** Input data follows **

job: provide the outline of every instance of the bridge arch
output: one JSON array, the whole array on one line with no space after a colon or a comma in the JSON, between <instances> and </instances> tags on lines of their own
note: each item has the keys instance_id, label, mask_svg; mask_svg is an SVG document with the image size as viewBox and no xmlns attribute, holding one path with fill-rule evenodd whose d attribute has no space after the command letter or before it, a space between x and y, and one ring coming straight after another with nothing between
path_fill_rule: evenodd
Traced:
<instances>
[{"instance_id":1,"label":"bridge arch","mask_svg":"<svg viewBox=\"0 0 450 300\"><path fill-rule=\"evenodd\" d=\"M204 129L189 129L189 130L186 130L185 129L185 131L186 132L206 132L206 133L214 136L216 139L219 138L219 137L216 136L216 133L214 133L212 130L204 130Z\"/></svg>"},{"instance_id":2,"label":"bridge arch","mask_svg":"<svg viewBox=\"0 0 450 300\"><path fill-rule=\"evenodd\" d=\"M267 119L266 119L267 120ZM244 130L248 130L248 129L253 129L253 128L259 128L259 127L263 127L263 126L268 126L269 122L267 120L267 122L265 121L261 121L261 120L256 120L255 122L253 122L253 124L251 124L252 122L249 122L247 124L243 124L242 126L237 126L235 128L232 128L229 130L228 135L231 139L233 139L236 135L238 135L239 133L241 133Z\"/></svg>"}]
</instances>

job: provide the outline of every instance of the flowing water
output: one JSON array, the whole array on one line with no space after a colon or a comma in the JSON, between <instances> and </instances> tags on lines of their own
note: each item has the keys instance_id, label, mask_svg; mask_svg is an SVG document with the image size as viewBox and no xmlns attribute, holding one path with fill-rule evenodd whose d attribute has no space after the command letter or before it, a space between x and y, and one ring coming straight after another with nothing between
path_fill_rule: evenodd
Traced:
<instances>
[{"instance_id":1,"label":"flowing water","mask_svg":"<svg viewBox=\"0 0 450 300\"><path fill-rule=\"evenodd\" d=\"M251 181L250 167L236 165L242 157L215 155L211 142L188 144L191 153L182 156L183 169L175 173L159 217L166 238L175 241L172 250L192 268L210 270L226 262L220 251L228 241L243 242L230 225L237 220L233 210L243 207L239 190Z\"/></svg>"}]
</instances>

** End of Input data **

Work instructions: Return every entry exactly.

Result of the exercise:
job: provide the outline of every instance of the bridge arch
output: one JSON array, the whole array on one line with no space after a colon or a comma in the JSON, between <instances> and </instances> tags on lines of their own
note: each item has the keys instance_id, label, mask_svg; mask_svg is an SVG document with the image size as viewBox and no xmlns attribute, holding one path with fill-rule evenodd whose d attribute has no space after the command letter or before it, a space between x and y, and one ring coming straight after another with nothing between
path_fill_rule: evenodd
Traced:
<instances>
[{"instance_id":1,"label":"bridge arch","mask_svg":"<svg viewBox=\"0 0 450 300\"><path fill-rule=\"evenodd\" d=\"M204 129L189 129L189 130L186 130L185 129L185 131L186 132L206 132L206 133L214 136L216 139L219 138L219 137L216 136L216 133L214 133L212 130L204 130Z\"/></svg>"},{"instance_id":2,"label":"bridge arch","mask_svg":"<svg viewBox=\"0 0 450 300\"><path fill-rule=\"evenodd\" d=\"M267 119L266 119L267 120ZM244 130L248 130L248 129L253 129L253 128L259 128L259 127L263 127L263 126L268 126L269 122L267 120L267 122L265 121L261 121L261 120L256 120L255 122L253 122L253 124L251 124L252 122L249 122L247 124L243 124L242 126L237 126L235 128L232 128L229 130L228 135L231 139L233 139L236 135L238 135L239 133L241 133Z\"/></svg>"}]
</instances>

job: provide the outline of every instance of the flowing water
output: one JSON array, the whole array on one line with no space after a colon or a comma in the JSON, between <instances> and </instances> tags on lines of their own
note: each item has the keys instance_id, label, mask_svg; mask_svg is an SVG document with the image size as viewBox and no xmlns attribute, holding one path with fill-rule evenodd whose d attribute has no space after the command letter or before it, a space between x and y, and one ring coming straight after another with nothing between
path_fill_rule: evenodd
Traced:
<instances>
[{"instance_id":1,"label":"flowing water","mask_svg":"<svg viewBox=\"0 0 450 300\"><path fill-rule=\"evenodd\" d=\"M251 181L250 167L236 165L242 157L215 155L211 142L188 144L191 153L182 156L183 169L175 173L159 217L166 238L175 241L172 250L192 268L210 270L226 262L220 251L228 241L243 242L230 225L237 220L233 210L243 207L239 190Z\"/></svg>"}]
</instances>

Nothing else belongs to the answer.